*What you have to do*: Return all of the data exactly as given.

*Available records*:
"""
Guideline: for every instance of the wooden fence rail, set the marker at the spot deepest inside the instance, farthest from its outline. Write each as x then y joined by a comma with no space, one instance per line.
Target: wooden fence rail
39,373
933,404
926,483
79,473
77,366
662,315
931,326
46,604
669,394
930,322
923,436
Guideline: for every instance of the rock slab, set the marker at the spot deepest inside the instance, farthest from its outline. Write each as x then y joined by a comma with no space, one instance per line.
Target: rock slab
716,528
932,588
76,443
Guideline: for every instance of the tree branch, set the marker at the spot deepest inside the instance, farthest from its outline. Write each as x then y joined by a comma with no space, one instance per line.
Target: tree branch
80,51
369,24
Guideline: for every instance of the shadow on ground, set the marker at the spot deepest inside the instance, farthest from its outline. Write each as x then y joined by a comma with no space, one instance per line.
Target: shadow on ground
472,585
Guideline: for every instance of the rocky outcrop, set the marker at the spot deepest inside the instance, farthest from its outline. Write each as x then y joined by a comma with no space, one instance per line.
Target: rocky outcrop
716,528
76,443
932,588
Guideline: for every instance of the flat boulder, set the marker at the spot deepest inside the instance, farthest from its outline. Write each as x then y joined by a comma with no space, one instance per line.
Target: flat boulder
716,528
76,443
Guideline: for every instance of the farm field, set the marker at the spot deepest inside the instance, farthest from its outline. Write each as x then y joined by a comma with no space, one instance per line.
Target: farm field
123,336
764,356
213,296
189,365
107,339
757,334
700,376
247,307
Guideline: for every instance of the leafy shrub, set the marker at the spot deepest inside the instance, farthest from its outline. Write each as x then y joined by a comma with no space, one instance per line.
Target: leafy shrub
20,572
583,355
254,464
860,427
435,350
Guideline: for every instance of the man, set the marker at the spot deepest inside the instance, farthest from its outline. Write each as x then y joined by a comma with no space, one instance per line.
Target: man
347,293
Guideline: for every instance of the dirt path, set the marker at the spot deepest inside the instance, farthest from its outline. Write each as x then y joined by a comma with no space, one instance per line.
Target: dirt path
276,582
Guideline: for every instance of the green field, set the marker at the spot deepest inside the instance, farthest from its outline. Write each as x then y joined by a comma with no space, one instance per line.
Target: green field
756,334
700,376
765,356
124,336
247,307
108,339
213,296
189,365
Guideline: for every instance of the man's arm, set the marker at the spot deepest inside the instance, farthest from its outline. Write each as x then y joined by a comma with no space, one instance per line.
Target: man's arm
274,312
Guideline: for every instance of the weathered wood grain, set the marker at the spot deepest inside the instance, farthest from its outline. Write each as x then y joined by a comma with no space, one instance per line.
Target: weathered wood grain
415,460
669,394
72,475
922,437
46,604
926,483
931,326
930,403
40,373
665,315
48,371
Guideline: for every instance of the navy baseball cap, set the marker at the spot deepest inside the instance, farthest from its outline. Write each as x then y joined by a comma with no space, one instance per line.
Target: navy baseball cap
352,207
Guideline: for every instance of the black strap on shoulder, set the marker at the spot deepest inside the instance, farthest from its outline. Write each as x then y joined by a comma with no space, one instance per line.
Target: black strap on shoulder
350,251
"""
*Full answer*:
Guideline: for every instance of the wooden fence rail, set the marker at the spot deepest inside the instance, farthest from its outline. Write each as x then y joined by a comma with no space, one instance per line.
Target: wooden fence rail
39,373
933,404
926,483
79,473
77,366
662,315
931,326
46,604
669,394
930,322
923,436
Guideline: for every instance of the rock slab, set the marker at the spot deepest inside the instance, farthest from its outline. Write each as x then y joined by a comma with no space, one instance per line.
Target: rock slab
716,528
932,588
76,443
Guideline: for every instance of the tree branch, set the marker at the spot deepest inside the instance, farthest from its outline. Write each as x then y joined by a comma with no space, one instance per line.
Target: tree branch
80,51
369,24
Guideline: for every instance of the shadow on ground, set the marker at the spot deepest inside the instance, farthest from its outline. Write each as x then y joined by a comma with no space, one instance per line.
Target: shadow on ground
472,585
Guideline: for every instance of the rocky outcrop, set the marker at the spot deepest inside the instance, farthest from its outline. Write each as x then y joined by a comma with no space, one instance per line.
Target: rocky outcrop
716,528
76,443
932,588
Guideline: for every instance of the flat boulder, set the marker at the spot deepest inside the instance, farthest from its outline. Write each as x then y joined by a comma with no space, one instance per line.
Target: flat boulder
716,528
76,443
Guideline: for every instance of the farm field, set the marker at the spot deepest inside the instance, farthest from its outline. Write each as x then y joined by a comma with no space, one instance per line.
Target: farm field
123,336
764,356
213,296
189,365
107,339
757,334
700,376
247,307
Guideline: for every instance of the leafy shrub, set the marker at the spot deepest inside the instance, farthest from its outline. Write each as x then y joined by a comma with no space, one instance per line.
Target: leafy shrub
20,572
583,355
254,464
860,427
435,350
Guideline: for every instance of the man, set the marker at the spot deepest inside the instance, farthest from its outline. Write each as x then y joined by a comma with no space, one instance per line.
Target: man
347,293
Guideline: for every instance of the dirt path, set the marker at the spot deepest inside the instance, farthest from its outline. Write each as x then y joined by a comma with no space, one instance per line.
Target: dirt path
276,582
Guideline: for every instance of the green field, set the marker at the spot deepest inside the instance, farthest from its outline. Write each as x then y joined by a comma with no space, one instance per line.
Target: green field
756,334
700,376
765,356
124,336
247,307
108,339
213,296
189,365
Guideline: for every instance of the man's arm, set the marker at the spot deepest inside the instance, farthest from its outline. Write each as x then y joined by a comma with no space, one instance per line.
Target: man's arm
274,312
Guideline: for every instance of the weathered wood grain, set the marker at the spot deepest inside the instance, farthest from its outline. Write each as x then y joined by a comma with no space, one instance per line.
Target: weathered wood grain
415,460
669,394
72,475
922,437
46,604
926,483
931,326
930,403
40,373
665,315
48,371
Guideline: for every instance of the navy baseball cap, set the marker at the spot deepest inside the instance, farthest from its outline. Write each as x then y joined by a comma with no space, one instance per line.
Target: navy baseball cap
352,207
Guideline: for every instance of the black strap on shoulder, set the marker at the spot deepest inside the instance, farthest from its outline. Write each as x then y joined by a comma with no space, one instance per line.
Target: black strap on shoulder
350,251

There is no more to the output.